Required work:
Copy the customer analysis lab text below, beginning at the words "print(data['response'].value_counts())" and stopping after "print(data['number_of_open_complaints'].median())", and substitute "car_size" for "vehicle_size" throughout.

# Lab-customer-analysis-round-2

For this lab, we will be using the `marketing_customer_analysis.csv` file that you can find in the `files_for_lab` folder. Check out the `files_for_lab/about.md` to get more information if you are using the Online Excel.

**Note**: For the next labs we will be using the same data file. Please save the code, so that you can re-use it later in the labs following this lab.

In [None]:
import pandas as pd

## 1. Show the dataframe shape.


In [None]:
data = pd.read_csv('files_for_lab/csv_files/marketing_customer_analysis.csv', index_col=0)
data.shape

## 2. Standardize header names.


In [None]:
data = data.rename(columns={'Customer':'id', 'EmploymentStatus':'employment_status'})
data.columns = data.columns.str.lower().str.strip().str.replace(' ', '_')

## 3. Which columns are numerical?


In [None]:
data.select_dtypes(include=['float', 'int']).dtypes

## 4. Which columns are categorical?


In [None]:
data.select_dtypes(include=['object']).dtypes

## 5. Check and deal with `NaN` values.


In [None]:
data.isnull().sum()

In [None]:
print(data['state'].value_counts())
print(data['state'].mode())
print(data['response'].value_counts())
print(data['response'].mode())
print(data['vehicle_class'].value_counts())
print(data['vehicle_class'].mode())
print(data['vehicle_size'].value_counts())
print(data['vehicle_size'].mode())
print(data['vehicle_type'].value_counts())
print(data['vehicle_type'].mode())

print(data['months_since_last_claim'].mean())
print(data['months_since_last_claim'].median())
print(data['number_of_open_complaints'].mean())
print(data['number_of_open_complaints'].median())

In [None]:
#Repalcing NaN with the most common value in that column for categorical columns and median for numerical columns
replace_dict = {
    'id': '',
    'state': 'California',
    'customer_lifetime_value': '',
    'response': 'No',
    'coverage': '',
    'education': '',
    'effective_to_date': '',
    'employment_status': '',
    'gender': '',
    'income': '',
    'location_code': '',
    'marital_status': '',
    'monthly_premium_auto': '',
    'months_since_last_claim': data['months_since_last_claim'].median(),
    'months_since_policy_inception': '',
    'number_of_open_complaints': data['number_of_open_complaints'].median(),
    'number_of_policies': '',
    'policy_type': '',
    'policy': '',
    'renew_offer_type': '',
    'sales_channel': '',
    'total_claim_amount': '',
    'vehicle_class': 'Four-Door Car',
    'vehicle_size': 'Medsize',
    'vehicle_type': 'A',  
}

for column in data.columns:
    data[column] = data[column].fillna(replace_dict[column])

Excerpted records:
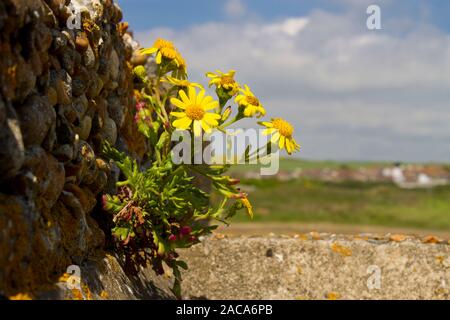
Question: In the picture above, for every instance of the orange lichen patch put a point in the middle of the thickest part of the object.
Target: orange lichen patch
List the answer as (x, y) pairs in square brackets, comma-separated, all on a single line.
[(104, 294), (87, 292), (440, 259), (64, 277), (333, 296), (299, 270), (341, 249), (431, 239), (219, 236), (314, 235), (397, 237), (122, 28), (83, 294), (77, 294), (302, 236), (21, 296)]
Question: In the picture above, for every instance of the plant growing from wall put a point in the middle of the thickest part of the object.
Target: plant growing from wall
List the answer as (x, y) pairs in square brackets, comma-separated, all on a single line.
[(159, 205)]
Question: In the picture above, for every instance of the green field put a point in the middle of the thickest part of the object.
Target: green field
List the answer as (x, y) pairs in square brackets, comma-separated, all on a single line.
[(306, 200), (348, 203)]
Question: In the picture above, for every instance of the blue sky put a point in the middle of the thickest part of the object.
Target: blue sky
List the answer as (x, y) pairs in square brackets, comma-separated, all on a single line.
[(352, 93)]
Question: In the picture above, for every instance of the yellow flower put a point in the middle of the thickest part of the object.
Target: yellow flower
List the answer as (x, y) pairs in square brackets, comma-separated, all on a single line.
[(282, 132), (194, 111), (181, 83), (248, 206), (224, 80), (250, 103)]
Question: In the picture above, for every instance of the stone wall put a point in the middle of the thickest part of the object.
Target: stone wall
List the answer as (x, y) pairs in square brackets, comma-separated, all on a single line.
[(317, 266), (64, 88)]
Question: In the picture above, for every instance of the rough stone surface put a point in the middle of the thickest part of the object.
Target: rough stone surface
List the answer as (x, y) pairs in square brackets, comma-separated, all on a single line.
[(56, 84), (317, 267), (103, 279)]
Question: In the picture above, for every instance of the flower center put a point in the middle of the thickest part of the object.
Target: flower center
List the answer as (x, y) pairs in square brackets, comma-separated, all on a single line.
[(252, 100), (227, 80), (195, 112), (161, 43), (168, 53), (284, 127)]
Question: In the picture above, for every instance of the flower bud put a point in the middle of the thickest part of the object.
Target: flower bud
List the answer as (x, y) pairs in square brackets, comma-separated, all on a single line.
[(140, 105), (233, 182), (140, 72), (184, 231), (226, 113)]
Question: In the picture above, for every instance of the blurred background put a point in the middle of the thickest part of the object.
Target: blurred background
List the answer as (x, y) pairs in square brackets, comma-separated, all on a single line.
[(371, 108)]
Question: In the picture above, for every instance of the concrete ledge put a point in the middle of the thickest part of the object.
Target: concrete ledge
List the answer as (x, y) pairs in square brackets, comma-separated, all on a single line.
[(318, 267)]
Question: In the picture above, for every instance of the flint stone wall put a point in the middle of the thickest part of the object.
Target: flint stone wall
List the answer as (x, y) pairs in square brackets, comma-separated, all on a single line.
[(62, 92), (64, 88)]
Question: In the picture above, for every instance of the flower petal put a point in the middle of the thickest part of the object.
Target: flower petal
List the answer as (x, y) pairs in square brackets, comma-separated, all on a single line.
[(177, 102), (182, 123), (281, 142), (210, 106), (192, 94), (184, 97), (205, 127), (197, 128), (178, 114), (200, 96), (275, 137)]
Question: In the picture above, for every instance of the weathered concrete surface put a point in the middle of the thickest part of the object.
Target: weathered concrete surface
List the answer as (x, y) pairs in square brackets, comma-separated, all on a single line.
[(318, 267)]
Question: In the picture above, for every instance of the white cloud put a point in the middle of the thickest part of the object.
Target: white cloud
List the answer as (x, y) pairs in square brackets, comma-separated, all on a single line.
[(234, 8), (351, 92)]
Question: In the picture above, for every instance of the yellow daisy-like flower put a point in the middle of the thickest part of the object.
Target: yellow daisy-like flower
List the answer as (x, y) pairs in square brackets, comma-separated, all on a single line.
[(250, 103), (195, 107), (181, 83), (248, 206), (224, 80), (282, 132)]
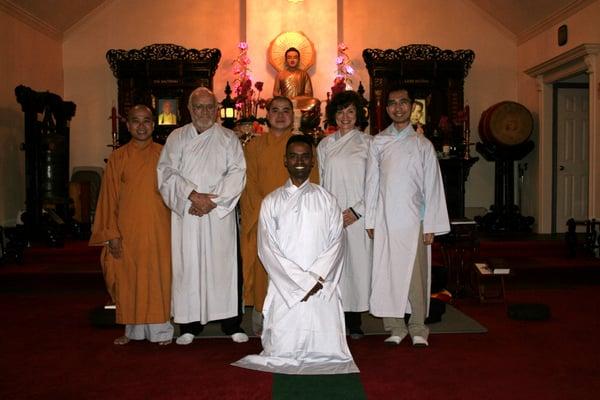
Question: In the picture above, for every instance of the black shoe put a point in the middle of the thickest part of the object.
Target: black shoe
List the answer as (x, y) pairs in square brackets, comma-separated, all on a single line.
[(356, 334)]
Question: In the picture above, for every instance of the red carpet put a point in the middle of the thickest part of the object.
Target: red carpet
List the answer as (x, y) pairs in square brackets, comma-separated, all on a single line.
[(51, 351)]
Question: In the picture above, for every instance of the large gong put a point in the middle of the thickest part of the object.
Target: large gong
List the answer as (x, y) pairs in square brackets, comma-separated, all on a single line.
[(505, 129), (505, 124)]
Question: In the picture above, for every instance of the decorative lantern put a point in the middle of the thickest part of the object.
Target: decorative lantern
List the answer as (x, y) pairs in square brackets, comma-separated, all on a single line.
[(228, 109)]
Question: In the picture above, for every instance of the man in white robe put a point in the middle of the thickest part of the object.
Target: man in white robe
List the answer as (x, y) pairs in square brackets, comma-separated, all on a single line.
[(342, 167), (201, 174), (300, 242), (405, 208)]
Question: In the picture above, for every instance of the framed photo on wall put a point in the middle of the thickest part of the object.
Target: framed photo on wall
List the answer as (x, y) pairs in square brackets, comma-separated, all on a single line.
[(418, 115), (168, 111)]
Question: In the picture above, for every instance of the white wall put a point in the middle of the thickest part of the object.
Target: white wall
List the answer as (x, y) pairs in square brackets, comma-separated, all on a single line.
[(133, 24), (449, 25), (32, 59), (583, 27)]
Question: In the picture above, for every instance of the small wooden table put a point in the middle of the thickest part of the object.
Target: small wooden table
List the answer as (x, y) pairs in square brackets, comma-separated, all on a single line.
[(489, 279)]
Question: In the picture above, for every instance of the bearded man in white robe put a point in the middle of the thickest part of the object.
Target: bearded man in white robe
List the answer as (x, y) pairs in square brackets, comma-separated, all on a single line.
[(405, 208), (201, 174), (300, 242)]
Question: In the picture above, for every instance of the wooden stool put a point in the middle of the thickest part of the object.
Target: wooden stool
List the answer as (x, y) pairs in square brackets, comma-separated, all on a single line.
[(489, 280)]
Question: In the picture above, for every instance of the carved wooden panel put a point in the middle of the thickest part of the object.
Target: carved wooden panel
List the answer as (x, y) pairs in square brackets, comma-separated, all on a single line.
[(160, 71)]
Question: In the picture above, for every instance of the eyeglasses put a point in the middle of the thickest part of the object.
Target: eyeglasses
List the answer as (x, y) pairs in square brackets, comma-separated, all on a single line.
[(203, 107), (401, 102)]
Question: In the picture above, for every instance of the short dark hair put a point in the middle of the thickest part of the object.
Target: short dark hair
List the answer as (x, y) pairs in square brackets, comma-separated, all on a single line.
[(343, 100), (301, 138), (270, 102), (140, 106), (291, 49), (398, 87)]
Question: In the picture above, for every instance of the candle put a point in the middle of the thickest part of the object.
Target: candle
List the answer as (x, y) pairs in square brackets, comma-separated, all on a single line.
[(113, 117)]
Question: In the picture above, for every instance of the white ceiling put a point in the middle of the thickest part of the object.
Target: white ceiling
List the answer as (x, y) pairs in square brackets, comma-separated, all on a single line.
[(519, 16)]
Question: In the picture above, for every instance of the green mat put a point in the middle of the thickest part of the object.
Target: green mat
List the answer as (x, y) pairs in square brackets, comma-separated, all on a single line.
[(318, 387)]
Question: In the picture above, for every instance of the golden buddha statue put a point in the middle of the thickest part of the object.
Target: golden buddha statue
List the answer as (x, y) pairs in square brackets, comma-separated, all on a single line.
[(294, 83)]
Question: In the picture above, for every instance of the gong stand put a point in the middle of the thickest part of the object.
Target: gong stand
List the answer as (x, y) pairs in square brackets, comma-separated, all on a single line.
[(46, 147), (504, 214)]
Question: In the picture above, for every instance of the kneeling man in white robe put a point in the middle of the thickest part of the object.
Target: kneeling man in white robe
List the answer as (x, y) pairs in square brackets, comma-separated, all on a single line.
[(300, 243)]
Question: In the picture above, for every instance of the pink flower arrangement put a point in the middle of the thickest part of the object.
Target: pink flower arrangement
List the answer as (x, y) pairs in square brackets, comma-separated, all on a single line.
[(344, 70), (247, 100)]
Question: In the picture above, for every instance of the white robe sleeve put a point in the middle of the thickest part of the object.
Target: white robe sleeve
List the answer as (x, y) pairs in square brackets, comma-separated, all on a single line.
[(291, 281), (371, 186), (230, 187), (321, 160), (173, 187), (435, 219), (328, 265)]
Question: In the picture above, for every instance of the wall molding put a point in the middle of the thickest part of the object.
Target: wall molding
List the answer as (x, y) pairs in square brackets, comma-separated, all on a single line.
[(553, 19), (26, 17)]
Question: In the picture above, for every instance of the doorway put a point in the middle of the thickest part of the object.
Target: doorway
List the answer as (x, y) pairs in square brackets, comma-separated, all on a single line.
[(570, 154)]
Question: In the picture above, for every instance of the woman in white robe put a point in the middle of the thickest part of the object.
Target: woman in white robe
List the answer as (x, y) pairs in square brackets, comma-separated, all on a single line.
[(300, 242), (342, 169)]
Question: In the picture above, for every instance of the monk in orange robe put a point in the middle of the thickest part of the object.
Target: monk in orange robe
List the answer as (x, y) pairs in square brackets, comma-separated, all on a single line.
[(133, 225), (265, 172)]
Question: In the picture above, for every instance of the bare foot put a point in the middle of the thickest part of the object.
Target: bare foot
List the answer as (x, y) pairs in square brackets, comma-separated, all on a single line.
[(121, 340)]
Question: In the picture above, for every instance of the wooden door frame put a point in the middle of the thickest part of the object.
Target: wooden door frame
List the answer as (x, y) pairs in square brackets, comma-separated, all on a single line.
[(555, 88), (583, 58)]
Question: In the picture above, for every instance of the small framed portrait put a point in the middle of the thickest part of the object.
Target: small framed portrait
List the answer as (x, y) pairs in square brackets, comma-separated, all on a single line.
[(419, 113), (167, 112)]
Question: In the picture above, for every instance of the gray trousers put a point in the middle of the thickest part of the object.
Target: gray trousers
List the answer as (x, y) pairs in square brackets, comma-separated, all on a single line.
[(151, 332), (417, 297)]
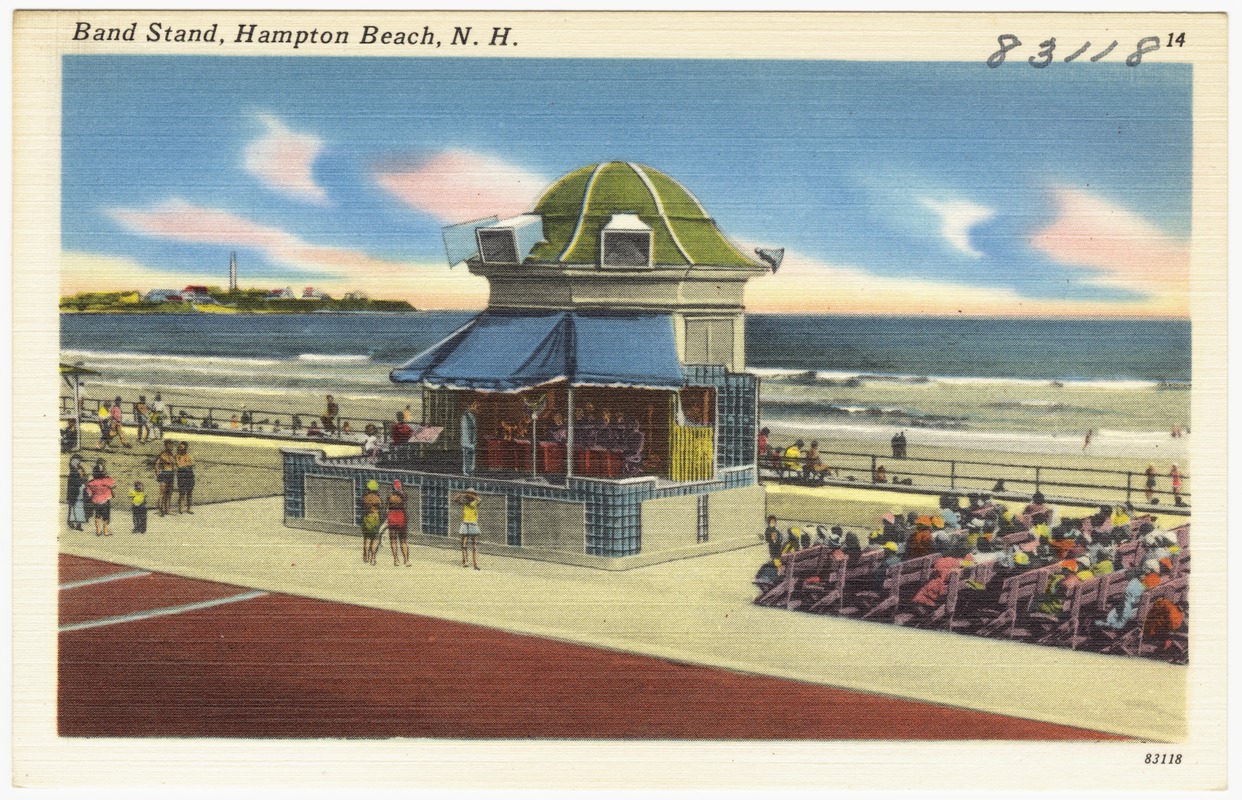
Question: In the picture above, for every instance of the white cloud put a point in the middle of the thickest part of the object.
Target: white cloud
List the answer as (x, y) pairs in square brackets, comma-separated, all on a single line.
[(458, 185), (806, 285), (956, 220), (285, 160)]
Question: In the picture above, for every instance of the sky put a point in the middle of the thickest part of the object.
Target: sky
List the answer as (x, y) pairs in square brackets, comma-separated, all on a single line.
[(937, 189)]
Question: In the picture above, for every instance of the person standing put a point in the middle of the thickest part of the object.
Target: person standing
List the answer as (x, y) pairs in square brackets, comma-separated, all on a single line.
[(104, 418), (118, 427), (468, 436), (138, 501), (1175, 478), (165, 468), (99, 488), (370, 522), (371, 442), (158, 416), (75, 493), (142, 416), (401, 432), (184, 478), (468, 531), (70, 436), (771, 537), (398, 523), (329, 419)]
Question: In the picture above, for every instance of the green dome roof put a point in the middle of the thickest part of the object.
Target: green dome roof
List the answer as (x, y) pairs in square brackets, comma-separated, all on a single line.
[(578, 205)]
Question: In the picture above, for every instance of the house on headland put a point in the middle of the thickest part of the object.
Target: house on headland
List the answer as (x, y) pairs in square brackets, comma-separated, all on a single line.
[(163, 296)]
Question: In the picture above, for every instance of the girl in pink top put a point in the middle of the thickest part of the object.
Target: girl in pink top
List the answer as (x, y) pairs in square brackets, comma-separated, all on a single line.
[(99, 490)]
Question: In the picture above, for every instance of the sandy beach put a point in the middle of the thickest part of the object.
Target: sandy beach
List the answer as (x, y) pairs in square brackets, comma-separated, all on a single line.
[(928, 450)]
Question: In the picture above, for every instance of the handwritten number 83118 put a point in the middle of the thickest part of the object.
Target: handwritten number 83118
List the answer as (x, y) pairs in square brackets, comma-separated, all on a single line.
[(1047, 49)]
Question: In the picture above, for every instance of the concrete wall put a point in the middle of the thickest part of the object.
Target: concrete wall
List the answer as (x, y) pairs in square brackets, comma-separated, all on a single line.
[(737, 513), (670, 523), (493, 517), (553, 524), (329, 499)]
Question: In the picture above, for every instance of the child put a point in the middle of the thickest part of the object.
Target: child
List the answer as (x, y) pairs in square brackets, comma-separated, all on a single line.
[(138, 497)]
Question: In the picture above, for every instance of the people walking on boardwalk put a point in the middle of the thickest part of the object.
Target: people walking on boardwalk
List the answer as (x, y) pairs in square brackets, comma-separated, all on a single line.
[(401, 430), (165, 470), (396, 523), (75, 492), (138, 502), (371, 444), (468, 436), (99, 488), (70, 436), (104, 418), (370, 522), (184, 478), (771, 536), (142, 418), (118, 429), (329, 418), (157, 416), (468, 531)]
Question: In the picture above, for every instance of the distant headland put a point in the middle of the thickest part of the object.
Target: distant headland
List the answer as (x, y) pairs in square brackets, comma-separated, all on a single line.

Solution for this exercise:
print(data['response'].value_counts())
print(data['response'].mode())
print(data['vehicle_class'].value_counts())
print(data['vehicle_class'].mode())
print(data['car_size'].value_counts())
print(data['car_size'].mode())
print(data['vehicle_type'].value_counts())
print(data['vehicle_type'].mode())

print(data['months_since_last_claim'].mean())
print(data['months_since_last_claim'].median())
print(data['number_of_open_complaints'].mean())
print(data['number_of_open_complaints'].median())